#### [What you have to do]
Identify the line that contains "Where can the curved" in the material. Output it and every line after it, unchanged, through the end.

— begin Records supplied —

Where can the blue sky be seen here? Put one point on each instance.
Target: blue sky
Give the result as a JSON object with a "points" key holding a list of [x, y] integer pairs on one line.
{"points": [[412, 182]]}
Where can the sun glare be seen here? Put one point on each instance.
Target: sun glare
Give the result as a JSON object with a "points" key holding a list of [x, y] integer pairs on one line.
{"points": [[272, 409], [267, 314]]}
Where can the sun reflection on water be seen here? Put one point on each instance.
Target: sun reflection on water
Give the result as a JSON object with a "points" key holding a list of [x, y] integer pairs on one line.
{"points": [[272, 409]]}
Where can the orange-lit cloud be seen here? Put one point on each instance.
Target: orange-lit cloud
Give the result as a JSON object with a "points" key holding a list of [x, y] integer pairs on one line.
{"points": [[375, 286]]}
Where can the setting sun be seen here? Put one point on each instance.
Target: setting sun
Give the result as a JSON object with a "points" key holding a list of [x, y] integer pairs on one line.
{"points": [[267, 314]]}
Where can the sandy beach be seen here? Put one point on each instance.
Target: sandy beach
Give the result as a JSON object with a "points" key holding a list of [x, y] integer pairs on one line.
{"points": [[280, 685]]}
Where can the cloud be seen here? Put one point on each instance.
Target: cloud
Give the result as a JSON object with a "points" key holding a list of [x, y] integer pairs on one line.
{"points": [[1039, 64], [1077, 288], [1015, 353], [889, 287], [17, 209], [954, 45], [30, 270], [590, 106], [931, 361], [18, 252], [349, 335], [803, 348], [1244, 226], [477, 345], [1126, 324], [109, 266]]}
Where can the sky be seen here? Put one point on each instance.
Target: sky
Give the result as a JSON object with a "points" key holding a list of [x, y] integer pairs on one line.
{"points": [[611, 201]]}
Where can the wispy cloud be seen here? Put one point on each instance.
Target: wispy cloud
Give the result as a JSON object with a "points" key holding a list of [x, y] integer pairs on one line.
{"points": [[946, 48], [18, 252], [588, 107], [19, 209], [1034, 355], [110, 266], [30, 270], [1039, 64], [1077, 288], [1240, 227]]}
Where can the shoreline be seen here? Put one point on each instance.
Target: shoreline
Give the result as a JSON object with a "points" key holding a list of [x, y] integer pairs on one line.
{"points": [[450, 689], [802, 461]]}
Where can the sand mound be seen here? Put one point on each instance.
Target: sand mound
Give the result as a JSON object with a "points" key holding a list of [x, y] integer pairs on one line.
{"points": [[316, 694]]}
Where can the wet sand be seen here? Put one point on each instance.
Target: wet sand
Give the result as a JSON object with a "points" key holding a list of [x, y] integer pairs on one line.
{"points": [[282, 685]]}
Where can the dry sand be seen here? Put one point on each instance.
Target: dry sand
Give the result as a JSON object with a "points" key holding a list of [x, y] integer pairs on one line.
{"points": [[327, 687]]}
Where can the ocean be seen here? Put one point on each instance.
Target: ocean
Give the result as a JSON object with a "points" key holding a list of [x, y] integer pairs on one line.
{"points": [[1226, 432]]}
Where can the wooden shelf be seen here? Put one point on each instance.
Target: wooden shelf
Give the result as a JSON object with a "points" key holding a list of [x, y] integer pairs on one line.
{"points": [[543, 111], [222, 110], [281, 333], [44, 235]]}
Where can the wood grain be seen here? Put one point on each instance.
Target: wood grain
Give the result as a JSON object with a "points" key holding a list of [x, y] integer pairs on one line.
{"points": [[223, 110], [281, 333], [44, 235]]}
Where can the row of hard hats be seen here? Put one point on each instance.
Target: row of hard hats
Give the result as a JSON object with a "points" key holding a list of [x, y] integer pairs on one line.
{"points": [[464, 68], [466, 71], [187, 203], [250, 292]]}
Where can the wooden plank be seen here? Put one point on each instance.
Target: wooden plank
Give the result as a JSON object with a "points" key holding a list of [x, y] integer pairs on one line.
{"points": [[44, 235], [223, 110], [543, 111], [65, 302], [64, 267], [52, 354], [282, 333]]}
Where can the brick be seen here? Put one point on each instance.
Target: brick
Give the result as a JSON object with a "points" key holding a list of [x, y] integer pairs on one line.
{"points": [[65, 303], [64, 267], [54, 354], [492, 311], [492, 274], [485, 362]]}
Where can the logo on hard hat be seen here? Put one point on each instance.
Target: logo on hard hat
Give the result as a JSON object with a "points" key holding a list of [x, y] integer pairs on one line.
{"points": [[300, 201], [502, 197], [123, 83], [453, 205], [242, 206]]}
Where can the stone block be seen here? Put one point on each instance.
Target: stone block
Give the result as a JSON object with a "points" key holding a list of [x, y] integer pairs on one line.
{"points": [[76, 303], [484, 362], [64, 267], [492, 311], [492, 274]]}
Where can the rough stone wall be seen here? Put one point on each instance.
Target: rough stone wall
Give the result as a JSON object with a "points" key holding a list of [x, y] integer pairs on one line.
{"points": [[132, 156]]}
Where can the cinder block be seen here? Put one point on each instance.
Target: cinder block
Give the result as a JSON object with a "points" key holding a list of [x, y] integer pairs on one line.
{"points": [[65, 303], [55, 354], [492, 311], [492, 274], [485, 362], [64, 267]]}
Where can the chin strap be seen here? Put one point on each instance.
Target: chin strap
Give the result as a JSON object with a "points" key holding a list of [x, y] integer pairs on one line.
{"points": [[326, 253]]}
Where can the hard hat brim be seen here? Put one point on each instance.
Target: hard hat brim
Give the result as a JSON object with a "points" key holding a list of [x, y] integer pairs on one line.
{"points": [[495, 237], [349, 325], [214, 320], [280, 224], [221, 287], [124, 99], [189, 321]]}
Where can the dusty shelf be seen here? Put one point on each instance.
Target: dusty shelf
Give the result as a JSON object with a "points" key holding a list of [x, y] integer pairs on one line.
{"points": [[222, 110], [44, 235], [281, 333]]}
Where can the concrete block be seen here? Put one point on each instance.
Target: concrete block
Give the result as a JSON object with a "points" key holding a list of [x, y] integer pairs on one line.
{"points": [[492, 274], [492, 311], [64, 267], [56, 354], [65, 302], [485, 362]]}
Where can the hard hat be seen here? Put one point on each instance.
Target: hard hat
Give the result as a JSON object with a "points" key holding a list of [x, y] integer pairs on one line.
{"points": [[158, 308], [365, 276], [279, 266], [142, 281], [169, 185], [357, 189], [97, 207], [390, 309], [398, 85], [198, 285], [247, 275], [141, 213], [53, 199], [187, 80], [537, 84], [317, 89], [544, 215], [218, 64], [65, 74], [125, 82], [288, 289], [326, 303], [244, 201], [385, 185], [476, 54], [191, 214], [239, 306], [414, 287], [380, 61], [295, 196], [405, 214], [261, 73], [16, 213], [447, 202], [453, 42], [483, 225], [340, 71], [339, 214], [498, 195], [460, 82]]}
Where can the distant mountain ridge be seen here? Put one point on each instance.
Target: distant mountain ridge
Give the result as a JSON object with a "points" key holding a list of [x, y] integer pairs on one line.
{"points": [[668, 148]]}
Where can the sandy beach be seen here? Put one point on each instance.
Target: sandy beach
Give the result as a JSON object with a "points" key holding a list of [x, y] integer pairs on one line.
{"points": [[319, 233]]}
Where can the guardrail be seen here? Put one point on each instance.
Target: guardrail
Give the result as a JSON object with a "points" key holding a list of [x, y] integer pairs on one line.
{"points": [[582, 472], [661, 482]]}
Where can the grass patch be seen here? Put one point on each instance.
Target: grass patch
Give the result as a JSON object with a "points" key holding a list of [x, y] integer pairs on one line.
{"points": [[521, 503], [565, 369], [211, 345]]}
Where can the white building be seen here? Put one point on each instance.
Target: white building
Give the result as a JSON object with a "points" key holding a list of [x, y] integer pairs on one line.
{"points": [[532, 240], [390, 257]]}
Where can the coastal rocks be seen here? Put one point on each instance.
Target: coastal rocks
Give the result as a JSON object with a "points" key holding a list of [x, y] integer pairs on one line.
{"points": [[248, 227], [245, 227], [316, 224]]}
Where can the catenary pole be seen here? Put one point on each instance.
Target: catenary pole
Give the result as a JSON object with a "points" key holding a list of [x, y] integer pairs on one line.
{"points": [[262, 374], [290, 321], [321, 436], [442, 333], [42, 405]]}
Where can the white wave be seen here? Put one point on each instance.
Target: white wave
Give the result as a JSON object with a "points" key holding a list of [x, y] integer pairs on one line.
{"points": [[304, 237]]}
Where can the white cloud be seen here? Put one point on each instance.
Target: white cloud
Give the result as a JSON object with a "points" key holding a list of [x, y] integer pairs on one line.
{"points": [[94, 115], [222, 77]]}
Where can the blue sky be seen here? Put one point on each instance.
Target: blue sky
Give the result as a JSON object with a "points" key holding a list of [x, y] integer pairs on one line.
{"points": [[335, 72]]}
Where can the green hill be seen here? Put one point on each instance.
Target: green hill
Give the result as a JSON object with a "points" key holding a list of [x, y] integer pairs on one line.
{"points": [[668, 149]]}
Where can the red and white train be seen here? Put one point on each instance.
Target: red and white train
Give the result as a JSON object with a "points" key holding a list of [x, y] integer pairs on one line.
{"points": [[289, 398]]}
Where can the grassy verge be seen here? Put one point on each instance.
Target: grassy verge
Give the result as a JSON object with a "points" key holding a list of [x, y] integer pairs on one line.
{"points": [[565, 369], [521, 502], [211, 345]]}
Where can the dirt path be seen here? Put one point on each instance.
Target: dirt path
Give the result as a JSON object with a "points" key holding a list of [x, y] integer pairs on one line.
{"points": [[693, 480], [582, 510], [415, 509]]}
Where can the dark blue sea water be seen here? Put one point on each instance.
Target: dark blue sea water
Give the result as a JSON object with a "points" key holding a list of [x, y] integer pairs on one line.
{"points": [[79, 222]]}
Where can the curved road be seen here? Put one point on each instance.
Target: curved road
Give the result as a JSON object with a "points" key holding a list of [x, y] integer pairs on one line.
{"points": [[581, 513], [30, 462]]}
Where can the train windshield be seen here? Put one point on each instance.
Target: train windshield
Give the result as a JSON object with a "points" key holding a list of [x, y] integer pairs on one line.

— end Records supplied —

#### [Reply to the exercise]
Where can the curved road be seen here? Put one point on each instance.
Target: curved road
Give the result as a JSON object with a "points" key holding a list of [x, y] integer pairs on one line.
{"points": [[581, 513], [30, 462]]}
Where can the train windshield be seen here? Put one point on each instance.
Target: train windshield
Give the result as a JSON object with a "points" key holding a list of [x, y] integer pairs on one line.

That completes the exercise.